Saved entries:

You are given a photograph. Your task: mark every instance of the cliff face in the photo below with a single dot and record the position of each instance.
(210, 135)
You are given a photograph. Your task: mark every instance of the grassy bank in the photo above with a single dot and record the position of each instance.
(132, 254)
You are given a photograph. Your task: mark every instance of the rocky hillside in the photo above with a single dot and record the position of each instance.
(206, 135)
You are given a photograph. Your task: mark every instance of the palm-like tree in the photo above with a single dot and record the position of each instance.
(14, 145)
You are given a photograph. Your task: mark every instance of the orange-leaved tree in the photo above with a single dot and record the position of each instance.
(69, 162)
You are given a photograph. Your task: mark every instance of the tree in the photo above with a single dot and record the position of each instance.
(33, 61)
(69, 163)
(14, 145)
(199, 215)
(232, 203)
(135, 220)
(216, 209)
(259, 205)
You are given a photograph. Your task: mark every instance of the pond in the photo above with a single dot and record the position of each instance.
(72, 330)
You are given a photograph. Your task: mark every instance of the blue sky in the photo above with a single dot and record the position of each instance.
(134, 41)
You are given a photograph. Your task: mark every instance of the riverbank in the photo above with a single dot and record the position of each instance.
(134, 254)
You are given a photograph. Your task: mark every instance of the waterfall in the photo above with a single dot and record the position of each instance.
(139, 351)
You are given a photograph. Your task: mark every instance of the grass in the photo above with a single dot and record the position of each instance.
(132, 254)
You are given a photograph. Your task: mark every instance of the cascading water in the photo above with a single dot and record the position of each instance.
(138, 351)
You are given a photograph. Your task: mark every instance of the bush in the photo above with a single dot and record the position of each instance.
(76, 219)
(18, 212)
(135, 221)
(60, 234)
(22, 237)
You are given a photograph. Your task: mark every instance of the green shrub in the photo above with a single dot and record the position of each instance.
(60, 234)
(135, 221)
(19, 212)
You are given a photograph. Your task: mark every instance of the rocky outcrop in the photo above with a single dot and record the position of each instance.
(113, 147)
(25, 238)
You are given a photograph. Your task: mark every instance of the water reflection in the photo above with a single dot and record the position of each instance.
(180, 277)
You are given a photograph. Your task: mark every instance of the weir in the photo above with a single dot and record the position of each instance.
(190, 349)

**Your objective:**
Each record above should be retyped in full, exactly as shown.

**Exercise solution:**
You are given a photograph. Your task: mark every instance of the cliff face in the photo below with a single dot and record the position of each instance.
(210, 135)
You are given a photograph. Your task: mark every instance of the grassy bank in the photo above with a single dot and record the position of each instance.
(132, 254)
You are given a photograph. Your task: mark every instance of the rocky hillside in the photo above with a single dot and record the position of each instance.
(206, 135)
You are given a photograph. Your task: mark every instance of the palm-like tree in the photo above with a single dot and record the position of each instance.
(14, 145)
You are given a photograph. Your task: mark every instance of the orange-leaved tree in the photo above with a single dot and record the position of each instance.
(69, 162)
You are given a photograph. Your task: mark every instance of the tree in the photo above with a single dot and record the position of each instance.
(33, 61)
(69, 163)
(14, 145)
(199, 215)
(232, 203)
(135, 220)
(216, 209)
(259, 205)
You are given a photograph. Your task: mark every instance of the pond in the photo above with a single dot and record the position of each instance.
(72, 330)
You are given a photograph. Your task: mark every instance of the blue sky in the photo above with a single dot and record the position of each instance.
(134, 41)
You are given a photograph. Your task: mark every instance of the riverbank in the photo above with a single dot and record the position of each instance.
(134, 254)
You are given a photograph. Your task: mark every instance of the waterfall in the photo above with a single dot and record the position of each instance.
(139, 351)
You are given a photograph. Your task: mark every instance of the grass in the photo above with a single dot and record the position of each instance.
(132, 254)
You are given a photograph. Your task: mark every instance of the cascading water in the photo above with a single dot and record the position of each instance.
(138, 351)
You are given a photograph. Your task: mark every instance of the bush in the photo above with a single dot and record the position of each instance.
(76, 219)
(18, 212)
(135, 221)
(60, 234)
(22, 237)
You are given a photograph. Your task: mark every instance of the green shrub in the photo above with a single dot and record the position of each instance.
(60, 234)
(135, 221)
(19, 212)
You are given a photograph. Your task: mark every instance of the rocky outcrop in the photo above with a single dot and record the position of each instance.
(113, 147)
(25, 238)
You are given a photograph. Your task: mark every instance of the water reflection in the photo above with a single dot and record the position of each instance.
(180, 277)
You are given a photograph. Your task: mark every instance of the weir in the photo above with a single dot and record the position of each instance.
(190, 349)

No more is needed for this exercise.